--- START ---

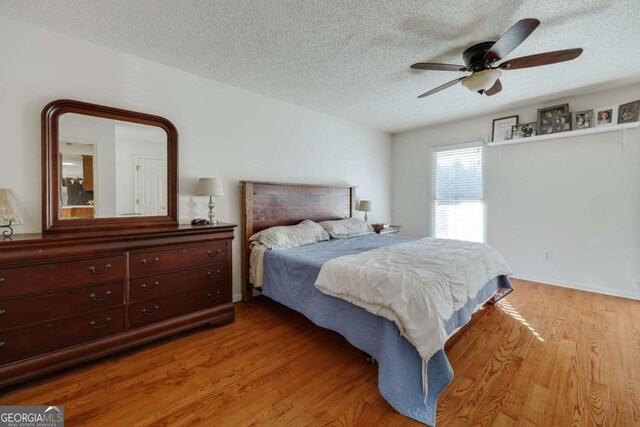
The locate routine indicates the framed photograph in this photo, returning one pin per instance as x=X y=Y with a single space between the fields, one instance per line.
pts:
x=524 y=130
x=545 y=117
x=606 y=116
x=562 y=122
x=628 y=113
x=583 y=119
x=502 y=128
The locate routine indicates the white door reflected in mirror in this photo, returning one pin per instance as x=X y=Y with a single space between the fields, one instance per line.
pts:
x=111 y=168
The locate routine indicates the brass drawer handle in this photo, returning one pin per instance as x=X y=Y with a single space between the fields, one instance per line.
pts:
x=94 y=271
x=94 y=325
x=155 y=310
x=150 y=288
x=147 y=263
x=106 y=295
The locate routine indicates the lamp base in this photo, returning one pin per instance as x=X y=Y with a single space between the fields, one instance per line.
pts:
x=212 y=214
x=9 y=232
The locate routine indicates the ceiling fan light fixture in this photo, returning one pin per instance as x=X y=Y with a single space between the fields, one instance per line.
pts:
x=481 y=80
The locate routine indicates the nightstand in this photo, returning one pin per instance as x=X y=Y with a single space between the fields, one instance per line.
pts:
x=392 y=229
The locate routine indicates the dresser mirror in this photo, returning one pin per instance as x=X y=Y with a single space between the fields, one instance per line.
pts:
x=106 y=168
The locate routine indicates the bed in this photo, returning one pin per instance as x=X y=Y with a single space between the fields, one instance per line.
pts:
x=289 y=277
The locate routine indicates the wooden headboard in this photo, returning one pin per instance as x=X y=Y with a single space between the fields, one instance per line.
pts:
x=268 y=204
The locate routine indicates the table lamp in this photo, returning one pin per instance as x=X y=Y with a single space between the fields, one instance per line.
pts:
x=9 y=213
x=211 y=187
x=366 y=206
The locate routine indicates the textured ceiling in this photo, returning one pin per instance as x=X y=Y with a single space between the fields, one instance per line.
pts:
x=351 y=58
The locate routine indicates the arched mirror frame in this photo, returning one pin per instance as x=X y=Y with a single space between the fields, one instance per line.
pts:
x=51 y=180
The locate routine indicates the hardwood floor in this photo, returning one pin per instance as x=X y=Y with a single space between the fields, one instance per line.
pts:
x=544 y=356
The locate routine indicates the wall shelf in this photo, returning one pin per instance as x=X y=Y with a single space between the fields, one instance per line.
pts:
x=569 y=134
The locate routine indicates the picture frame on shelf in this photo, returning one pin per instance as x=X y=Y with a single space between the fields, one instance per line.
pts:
x=583 y=119
x=606 y=116
x=545 y=117
x=562 y=122
x=628 y=112
x=503 y=128
x=524 y=130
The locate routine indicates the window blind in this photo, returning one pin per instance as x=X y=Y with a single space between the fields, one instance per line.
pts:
x=458 y=194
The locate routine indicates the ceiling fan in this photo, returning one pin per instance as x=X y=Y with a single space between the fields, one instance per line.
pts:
x=480 y=60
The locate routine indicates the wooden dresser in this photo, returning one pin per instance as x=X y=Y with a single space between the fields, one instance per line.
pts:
x=69 y=298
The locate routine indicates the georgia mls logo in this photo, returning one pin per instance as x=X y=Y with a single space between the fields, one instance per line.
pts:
x=31 y=416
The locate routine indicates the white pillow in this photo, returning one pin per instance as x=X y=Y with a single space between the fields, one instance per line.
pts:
x=348 y=227
x=290 y=236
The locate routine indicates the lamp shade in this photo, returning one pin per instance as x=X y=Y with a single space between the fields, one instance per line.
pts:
x=365 y=206
x=482 y=80
x=8 y=208
x=210 y=187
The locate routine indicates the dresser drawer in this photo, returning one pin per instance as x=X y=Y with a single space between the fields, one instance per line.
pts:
x=58 y=275
x=179 y=282
x=146 y=313
x=42 y=338
x=154 y=262
x=34 y=309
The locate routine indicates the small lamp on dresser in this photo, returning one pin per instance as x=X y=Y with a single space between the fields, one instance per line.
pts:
x=9 y=213
x=211 y=187
x=366 y=206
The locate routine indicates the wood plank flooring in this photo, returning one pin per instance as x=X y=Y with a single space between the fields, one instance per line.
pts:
x=544 y=356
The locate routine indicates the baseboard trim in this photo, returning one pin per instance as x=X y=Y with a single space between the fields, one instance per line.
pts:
x=578 y=286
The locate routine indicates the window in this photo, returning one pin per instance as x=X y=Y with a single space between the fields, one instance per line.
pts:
x=458 y=208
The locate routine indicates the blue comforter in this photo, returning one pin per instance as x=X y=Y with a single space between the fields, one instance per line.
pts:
x=289 y=277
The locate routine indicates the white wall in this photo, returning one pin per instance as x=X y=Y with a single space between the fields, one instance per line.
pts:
x=577 y=197
x=224 y=131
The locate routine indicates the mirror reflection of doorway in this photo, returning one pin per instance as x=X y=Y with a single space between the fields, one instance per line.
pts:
x=151 y=185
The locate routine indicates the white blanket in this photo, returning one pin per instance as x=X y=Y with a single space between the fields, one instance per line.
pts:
x=417 y=285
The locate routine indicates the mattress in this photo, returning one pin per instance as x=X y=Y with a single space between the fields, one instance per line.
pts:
x=289 y=276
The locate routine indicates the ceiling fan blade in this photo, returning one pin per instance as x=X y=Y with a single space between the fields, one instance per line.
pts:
x=512 y=39
x=438 y=67
x=497 y=87
x=444 y=86
x=541 y=59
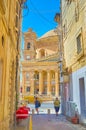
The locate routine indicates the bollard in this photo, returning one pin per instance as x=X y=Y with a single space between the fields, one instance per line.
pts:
x=32 y=111
x=30 y=123
x=48 y=111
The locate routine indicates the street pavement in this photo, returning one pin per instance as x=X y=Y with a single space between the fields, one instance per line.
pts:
x=48 y=122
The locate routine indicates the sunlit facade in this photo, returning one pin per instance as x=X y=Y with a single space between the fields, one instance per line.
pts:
x=40 y=71
x=74 y=42
x=10 y=22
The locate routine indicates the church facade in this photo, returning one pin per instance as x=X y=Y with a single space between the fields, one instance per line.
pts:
x=40 y=70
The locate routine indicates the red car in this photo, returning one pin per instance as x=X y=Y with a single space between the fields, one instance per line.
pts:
x=22 y=112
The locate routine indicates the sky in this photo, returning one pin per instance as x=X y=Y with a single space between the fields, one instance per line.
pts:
x=39 y=15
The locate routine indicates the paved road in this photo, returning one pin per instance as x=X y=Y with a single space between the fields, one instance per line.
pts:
x=51 y=122
x=45 y=121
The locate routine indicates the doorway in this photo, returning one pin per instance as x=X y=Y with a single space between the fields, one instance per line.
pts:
x=82 y=95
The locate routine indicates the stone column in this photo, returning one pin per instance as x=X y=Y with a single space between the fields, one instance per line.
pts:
x=40 y=82
x=23 y=82
x=32 y=83
x=48 y=83
x=56 y=84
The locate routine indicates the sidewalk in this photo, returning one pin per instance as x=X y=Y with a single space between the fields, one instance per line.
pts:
x=49 y=122
x=22 y=125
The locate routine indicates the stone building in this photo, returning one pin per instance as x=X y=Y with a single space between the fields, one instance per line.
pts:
x=40 y=71
x=10 y=23
x=74 y=42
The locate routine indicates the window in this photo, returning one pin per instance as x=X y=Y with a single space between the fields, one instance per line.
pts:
x=28 y=89
x=27 y=76
x=28 y=57
x=79 y=43
x=28 y=45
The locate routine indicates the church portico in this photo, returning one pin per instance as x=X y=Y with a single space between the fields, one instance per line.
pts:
x=40 y=66
x=42 y=82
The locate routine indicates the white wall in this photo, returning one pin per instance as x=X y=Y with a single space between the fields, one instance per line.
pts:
x=76 y=91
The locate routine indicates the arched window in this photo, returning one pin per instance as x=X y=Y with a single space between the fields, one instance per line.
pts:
x=28 y=45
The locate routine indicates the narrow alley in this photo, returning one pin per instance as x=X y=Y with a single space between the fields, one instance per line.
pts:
x=48 y=122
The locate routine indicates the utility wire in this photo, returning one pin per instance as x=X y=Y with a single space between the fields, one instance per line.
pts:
x=40 y=13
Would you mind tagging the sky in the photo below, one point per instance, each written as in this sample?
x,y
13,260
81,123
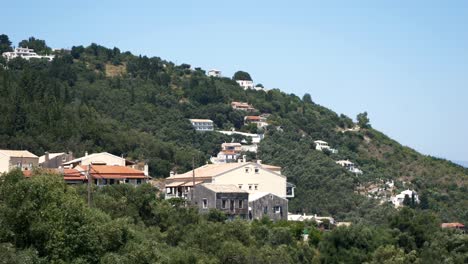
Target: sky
x,y
404,62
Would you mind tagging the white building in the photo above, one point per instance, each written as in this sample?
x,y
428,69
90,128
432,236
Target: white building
x,y
202,124
214,73
397,200
350,166
249,176
245,84
26,54
321,145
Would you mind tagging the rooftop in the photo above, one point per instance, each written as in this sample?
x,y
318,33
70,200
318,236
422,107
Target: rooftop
x,y
223,188
17,153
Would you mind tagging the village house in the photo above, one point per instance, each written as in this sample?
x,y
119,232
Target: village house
x,y
260,121
103,175
264,204
321,145
242,106
350,166
249,176
455,226
246,84
12,159
226,198
26,54
398,200
54,160
214,73
202,124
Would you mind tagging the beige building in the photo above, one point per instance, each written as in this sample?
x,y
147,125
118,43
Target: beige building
x,y
249,176
11,159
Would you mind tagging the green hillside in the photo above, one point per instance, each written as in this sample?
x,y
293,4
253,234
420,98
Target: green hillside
x,y
99,99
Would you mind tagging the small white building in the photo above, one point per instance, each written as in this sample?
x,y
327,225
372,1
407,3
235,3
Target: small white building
x,y
246,84
321,145
214,73
202,124
350,166
398,199
26,54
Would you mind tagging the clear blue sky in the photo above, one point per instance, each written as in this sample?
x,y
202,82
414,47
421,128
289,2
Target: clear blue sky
x,y
405,62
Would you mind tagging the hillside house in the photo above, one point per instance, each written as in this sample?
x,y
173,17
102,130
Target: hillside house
x,y
249,176
243,106
101,158
397,200
260,121
350,166
103,175
54,160
26,54
202,124
12,159
246,84
214,73
226,198
321,145
263,204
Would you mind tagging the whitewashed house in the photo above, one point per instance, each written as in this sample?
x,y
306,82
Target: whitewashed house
x,y
202,124
350,166
26,54
214,73
398,199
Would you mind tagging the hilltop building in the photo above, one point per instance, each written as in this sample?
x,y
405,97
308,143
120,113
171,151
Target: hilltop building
x,y
243,106
54,160
350,166
260,121
225,197
26,54
202,124
12,159
248,176
214,73
321,145
397,200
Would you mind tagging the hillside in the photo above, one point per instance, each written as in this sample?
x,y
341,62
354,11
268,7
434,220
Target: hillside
x,y
100,99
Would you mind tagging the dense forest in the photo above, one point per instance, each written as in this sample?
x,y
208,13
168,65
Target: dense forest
x,y
101,99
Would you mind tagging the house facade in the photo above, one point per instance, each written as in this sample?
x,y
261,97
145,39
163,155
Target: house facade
x,y
214,73
54,160
263,204
202,124
246,84
248,176
226,198
22,159
26,54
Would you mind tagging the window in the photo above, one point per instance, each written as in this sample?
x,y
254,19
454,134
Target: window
x,y
277,209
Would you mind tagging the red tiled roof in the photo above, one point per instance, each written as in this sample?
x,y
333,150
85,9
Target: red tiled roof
x,y
113,172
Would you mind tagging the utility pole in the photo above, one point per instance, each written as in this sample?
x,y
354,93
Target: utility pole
x,y
89,185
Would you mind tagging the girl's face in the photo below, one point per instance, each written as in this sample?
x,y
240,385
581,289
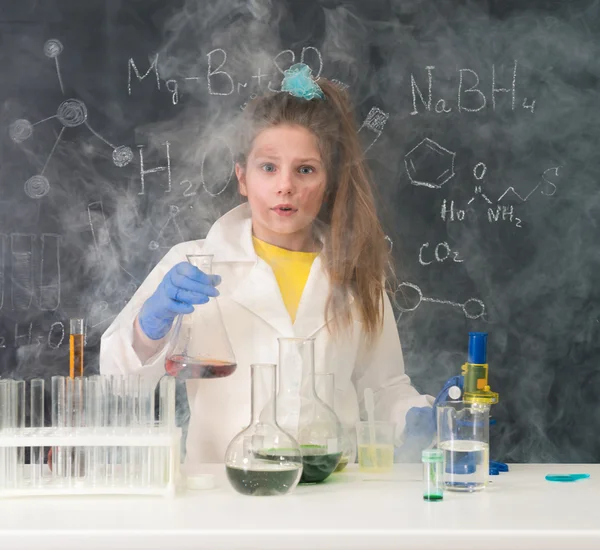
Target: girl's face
x,y
284,180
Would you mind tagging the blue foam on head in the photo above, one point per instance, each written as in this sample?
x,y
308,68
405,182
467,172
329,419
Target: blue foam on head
x,y
478,348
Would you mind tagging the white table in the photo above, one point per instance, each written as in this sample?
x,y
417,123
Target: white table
x,y
520,509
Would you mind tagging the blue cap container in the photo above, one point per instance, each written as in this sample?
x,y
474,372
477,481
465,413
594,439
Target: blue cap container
x,y
478,348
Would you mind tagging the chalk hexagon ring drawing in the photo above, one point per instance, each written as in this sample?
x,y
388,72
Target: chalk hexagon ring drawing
x,y
428,164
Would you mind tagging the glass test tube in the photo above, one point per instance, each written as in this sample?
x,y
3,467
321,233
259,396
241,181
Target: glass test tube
x,y
146,426
76,347
166,422
69,391
12,425
58,423
93,419
116,422
21,415
4,404
78,424
133,421
36,403
105,393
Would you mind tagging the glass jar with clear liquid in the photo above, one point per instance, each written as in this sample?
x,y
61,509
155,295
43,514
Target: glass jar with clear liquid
x,y
199,346
463,435
303,415
263,460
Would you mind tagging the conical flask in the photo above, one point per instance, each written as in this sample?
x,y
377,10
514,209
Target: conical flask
x,y
262,459
325,388
199,345
302,414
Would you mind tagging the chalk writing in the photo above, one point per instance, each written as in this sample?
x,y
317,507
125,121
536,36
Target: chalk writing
x,y
472,308
428,164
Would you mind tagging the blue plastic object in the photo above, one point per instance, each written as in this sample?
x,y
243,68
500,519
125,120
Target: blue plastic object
x,y
566,478
477,348
182,287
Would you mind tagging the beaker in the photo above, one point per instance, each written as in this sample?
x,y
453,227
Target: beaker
x,y
463,435
325,388
199,346
263,460
302,414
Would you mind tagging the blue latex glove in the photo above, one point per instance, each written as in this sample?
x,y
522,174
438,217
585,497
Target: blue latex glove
x,y
183,286
421,422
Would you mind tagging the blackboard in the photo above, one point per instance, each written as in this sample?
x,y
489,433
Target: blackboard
x,y
480,121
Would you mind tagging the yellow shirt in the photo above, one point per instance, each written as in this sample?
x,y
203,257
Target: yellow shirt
x,y
290,268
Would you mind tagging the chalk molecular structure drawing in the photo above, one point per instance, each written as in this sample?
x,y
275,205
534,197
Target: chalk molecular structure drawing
x,y
428,164
478,304
172,219
70,113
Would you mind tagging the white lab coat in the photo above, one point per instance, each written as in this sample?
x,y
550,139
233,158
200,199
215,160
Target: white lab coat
x,y
255,316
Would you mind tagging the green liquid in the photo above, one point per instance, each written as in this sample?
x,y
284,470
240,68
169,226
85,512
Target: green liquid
x,y
263,482
317,463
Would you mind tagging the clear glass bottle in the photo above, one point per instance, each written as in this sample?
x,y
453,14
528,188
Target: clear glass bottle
x,y
199,346
325,388
263,460
463,435
302,414
433,478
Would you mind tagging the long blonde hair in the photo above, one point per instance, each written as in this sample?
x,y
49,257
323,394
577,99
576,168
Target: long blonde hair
x,y
355,254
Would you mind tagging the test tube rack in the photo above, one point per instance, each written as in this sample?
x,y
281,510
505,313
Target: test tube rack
x,y
104,437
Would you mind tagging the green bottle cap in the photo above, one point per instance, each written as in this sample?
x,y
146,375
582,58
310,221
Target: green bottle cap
x,y
432,455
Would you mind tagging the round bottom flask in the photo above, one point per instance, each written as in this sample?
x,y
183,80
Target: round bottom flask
x,y
263,460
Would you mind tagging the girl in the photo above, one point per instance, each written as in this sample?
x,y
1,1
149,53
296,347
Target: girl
x,y
304,256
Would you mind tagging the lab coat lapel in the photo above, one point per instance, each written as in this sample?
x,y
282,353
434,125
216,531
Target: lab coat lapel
x,y
259,293
310,317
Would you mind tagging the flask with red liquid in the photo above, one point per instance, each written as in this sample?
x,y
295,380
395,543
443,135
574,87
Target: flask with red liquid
x,y
199,345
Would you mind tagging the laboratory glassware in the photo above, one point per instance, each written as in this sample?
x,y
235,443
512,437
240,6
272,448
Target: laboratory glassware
x,y
199,346
325,388
263,460
433,466
463,435
303,415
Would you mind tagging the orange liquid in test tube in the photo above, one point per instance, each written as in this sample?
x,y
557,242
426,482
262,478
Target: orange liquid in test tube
x,y
76,348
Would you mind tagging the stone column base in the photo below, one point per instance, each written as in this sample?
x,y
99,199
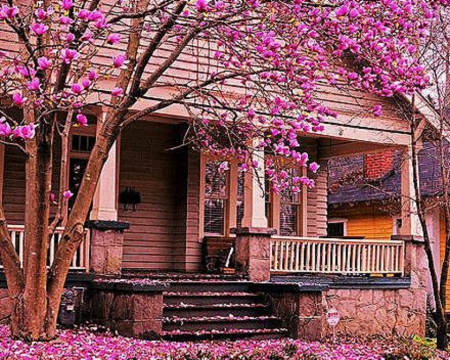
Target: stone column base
x,y
106,246
253,252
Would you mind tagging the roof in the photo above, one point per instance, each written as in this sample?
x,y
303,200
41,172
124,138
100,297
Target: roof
x,y
348,184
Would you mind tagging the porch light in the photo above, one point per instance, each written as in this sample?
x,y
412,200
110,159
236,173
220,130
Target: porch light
x,y
130,198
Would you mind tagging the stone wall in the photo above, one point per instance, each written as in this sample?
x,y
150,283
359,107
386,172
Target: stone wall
x,y
131,310
387,312
5,306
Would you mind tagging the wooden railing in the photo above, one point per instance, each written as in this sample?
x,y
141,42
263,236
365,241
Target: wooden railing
x,y
79,262
336,256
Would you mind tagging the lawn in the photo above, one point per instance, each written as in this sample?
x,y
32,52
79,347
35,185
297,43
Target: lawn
x,y
87,344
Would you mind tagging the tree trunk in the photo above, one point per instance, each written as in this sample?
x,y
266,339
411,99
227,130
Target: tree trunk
x,y
31,310
442,337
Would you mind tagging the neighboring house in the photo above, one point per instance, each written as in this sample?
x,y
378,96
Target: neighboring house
x,y
364,199
154,209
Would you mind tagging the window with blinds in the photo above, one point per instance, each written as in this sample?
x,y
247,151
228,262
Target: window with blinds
x,y
240,199
289,209
216,199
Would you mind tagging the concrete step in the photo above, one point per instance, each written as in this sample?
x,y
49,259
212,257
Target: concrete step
x,y
210,286
250,334
218,323
210,298
256,309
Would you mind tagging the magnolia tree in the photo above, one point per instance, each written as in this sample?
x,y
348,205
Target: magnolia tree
x,y
261,63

--- END ---

● WHAT THE EXERCISE ASKS: Check each line above for the word "doorway", and copy the lines where it appears.

● ANSWER TO THIS EXERCISE:
The locate routine indicates the mirror reflection of doorway in this photo, returning one pin per instance as x=X y=Y with a single space between the fields, one instance per line.
The locate routine indicates the doorway in this photo, returning one pin per instance as x=X y=Y with a single space between the fields, one instance per line.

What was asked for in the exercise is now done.